GIVEN TEXT —
# medical information



## Senorita (Mar 23, 2008)

I read something on her a few weeks go about a E something ....lol....i think its something like a E111 but for people that live in spain

can anyone help???

i am moving to Benidorm and i want to know how much i have to pay for medical care for me and my son or if as a resident i get what i would in the uk like NHS ?


----------



## Bevdeforges (Nov 16, 2007)

I suppose the big question is: will you be working when you move to Benidorm? Normally, if you are working, you'll have payments for the national health (and other social insurances) taken out of your pay. If not, then you have to provide for yourself.
Cheers,
Bev


----------



## Senorita (Mar 23, 2008)

yes i hope to be working


----------



## Stravinsky (Aug 12, 2007)

Senorita said:


> yes i hope to be working



You need to obtain an E106 form from the DWP Newcastle before you come, and this can be used to get a medical card and up to two years cover under the state system. After that, if you are working and contributing then you will get state cover


----------



## Senorita (Mar 23, 2008)

does it have to be from newcastle? and how do i apply is there a form ?


----------



## Stravinsky (Aug 12, 2007)

Senorita said:


> does it have to be from newcastle? and how do i apply is there a form ?



Yes, you need to ring them and get the form, and I suggest at the same time you get a pension forcast so you know where you stand


----------



## Senorita (Mar 23, 2008)

sorry im new to all this what is a pension forcast? sorry and yes i am blonde lol


----------



## Stravinsky (Aug 12, 2007)

Senorita said:


> sorry im new to all this what is a pension forcast? sorry and yes i am blonde lol


So am I .... err .... well, I used to be 

You can get a forcast from DWP as to what your pension will be when you retire, because presumably you wont be paying any more contributions. Being in the EU you will still get cost of living increases in your pension, but by getting a forcast now you know what you will get when you reach pensionable age.

If you retire after 2010 then you only need to have made 30 years contributions to get a full pension, whereas if you retire before that date I think it is 40


----------

WHAT YOU ARE ASKED TO DO —
Answer these questions about the medical information thread:
1. Where does Senorita say she is moving?
2. Which form does Stravinsky say to obtain from the DWP Newcastle before coming?
3. According to Stravinsky, how many years of contributions are needed for a full pension when retiring after 2010?

(Collected data entries)
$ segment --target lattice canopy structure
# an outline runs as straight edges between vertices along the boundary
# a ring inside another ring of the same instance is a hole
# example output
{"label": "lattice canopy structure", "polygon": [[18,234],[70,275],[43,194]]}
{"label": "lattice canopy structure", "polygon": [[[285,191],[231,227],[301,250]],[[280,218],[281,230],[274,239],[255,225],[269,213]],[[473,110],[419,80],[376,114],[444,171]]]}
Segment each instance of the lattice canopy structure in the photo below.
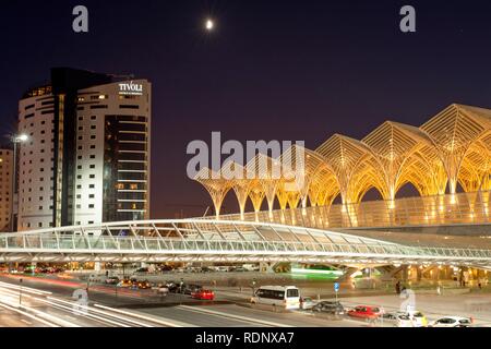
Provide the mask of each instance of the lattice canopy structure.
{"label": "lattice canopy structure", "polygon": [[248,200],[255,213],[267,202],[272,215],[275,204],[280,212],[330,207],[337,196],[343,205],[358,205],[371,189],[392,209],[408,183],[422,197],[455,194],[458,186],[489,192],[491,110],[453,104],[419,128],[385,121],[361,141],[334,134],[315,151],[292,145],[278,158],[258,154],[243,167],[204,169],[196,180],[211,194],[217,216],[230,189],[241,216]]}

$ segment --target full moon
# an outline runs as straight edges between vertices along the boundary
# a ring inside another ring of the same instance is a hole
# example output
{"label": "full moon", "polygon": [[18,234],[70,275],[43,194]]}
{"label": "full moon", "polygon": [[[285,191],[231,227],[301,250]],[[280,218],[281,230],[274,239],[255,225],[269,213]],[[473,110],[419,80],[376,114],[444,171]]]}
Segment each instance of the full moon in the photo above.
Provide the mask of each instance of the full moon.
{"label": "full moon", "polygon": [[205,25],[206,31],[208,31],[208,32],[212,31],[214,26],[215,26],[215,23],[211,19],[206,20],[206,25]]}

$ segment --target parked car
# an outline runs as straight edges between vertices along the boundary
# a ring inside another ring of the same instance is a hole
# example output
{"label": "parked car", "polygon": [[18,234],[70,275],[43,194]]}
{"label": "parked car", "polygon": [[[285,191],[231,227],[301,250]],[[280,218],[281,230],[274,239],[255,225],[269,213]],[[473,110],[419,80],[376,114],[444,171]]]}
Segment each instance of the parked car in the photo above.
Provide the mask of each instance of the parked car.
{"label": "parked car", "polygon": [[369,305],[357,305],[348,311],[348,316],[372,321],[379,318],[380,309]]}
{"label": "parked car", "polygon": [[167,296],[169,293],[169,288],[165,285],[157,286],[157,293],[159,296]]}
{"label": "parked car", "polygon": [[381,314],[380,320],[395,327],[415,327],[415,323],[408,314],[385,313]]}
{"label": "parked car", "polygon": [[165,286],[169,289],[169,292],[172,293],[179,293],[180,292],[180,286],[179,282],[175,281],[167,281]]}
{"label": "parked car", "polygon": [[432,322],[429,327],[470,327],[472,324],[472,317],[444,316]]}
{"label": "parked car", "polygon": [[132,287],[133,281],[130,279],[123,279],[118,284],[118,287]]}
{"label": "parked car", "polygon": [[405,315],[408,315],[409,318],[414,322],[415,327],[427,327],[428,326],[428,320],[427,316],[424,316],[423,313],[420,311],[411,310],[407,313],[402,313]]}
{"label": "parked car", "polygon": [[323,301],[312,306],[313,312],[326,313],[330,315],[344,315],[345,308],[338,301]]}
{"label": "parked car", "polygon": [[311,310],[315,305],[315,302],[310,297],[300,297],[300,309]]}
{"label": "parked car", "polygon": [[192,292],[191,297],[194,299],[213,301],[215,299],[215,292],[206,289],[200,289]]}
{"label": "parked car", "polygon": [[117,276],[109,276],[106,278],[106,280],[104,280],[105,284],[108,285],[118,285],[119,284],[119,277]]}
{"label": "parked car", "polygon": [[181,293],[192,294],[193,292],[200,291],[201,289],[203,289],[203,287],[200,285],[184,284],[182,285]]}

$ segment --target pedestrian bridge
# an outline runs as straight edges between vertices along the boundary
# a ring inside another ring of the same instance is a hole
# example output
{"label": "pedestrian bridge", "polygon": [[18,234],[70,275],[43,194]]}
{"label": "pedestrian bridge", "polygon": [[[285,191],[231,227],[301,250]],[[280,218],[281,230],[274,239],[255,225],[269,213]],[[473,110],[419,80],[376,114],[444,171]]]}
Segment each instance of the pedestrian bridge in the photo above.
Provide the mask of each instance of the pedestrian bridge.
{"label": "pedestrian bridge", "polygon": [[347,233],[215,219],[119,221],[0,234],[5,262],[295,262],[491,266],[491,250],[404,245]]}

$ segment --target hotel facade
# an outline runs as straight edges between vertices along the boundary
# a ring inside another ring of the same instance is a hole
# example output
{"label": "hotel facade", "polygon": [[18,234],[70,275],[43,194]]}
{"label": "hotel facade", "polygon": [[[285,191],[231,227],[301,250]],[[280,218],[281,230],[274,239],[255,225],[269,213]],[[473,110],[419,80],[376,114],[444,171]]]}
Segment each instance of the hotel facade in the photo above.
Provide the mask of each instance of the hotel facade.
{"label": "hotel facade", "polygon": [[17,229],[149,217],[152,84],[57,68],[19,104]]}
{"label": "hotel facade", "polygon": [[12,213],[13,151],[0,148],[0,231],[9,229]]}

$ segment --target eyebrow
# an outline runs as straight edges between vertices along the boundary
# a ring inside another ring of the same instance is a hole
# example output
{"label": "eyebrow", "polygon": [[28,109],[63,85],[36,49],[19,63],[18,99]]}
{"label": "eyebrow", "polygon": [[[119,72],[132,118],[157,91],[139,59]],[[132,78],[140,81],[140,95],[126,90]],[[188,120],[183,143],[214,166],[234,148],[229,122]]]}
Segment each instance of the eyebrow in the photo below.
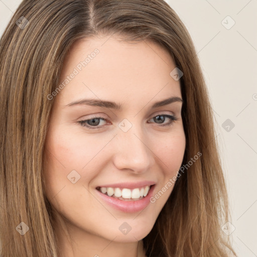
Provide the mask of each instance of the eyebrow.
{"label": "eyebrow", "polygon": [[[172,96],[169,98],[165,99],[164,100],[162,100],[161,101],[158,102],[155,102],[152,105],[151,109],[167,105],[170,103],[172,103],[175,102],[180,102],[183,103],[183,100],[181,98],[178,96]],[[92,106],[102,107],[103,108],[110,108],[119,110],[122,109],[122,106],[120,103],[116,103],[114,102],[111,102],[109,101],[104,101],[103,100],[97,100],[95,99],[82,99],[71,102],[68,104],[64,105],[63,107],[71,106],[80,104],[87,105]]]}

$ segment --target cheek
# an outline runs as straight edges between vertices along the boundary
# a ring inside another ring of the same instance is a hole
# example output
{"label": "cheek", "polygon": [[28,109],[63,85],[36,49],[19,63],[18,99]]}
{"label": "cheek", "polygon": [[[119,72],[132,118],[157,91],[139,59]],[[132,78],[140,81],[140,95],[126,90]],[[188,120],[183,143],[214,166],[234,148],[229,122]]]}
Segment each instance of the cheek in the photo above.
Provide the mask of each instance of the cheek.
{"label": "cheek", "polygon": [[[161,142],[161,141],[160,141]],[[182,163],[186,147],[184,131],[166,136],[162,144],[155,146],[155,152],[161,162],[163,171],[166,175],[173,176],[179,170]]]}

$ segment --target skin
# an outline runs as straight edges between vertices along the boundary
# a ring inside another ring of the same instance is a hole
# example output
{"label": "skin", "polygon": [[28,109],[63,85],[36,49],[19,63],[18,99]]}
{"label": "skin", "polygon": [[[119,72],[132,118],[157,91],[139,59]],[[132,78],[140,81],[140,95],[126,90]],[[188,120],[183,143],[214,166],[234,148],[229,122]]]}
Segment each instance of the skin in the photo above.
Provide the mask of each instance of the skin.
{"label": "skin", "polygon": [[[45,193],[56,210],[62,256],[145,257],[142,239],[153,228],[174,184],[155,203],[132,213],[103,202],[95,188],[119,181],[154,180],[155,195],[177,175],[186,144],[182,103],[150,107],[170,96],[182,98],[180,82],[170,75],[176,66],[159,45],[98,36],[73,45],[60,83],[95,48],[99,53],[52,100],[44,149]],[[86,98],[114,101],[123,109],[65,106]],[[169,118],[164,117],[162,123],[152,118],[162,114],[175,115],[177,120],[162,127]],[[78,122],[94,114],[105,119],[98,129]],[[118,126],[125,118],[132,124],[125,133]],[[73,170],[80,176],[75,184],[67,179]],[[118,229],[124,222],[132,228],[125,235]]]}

EXERCISE RESULT —
1. Benidorm.
2. The E106 form.
3. 30 years.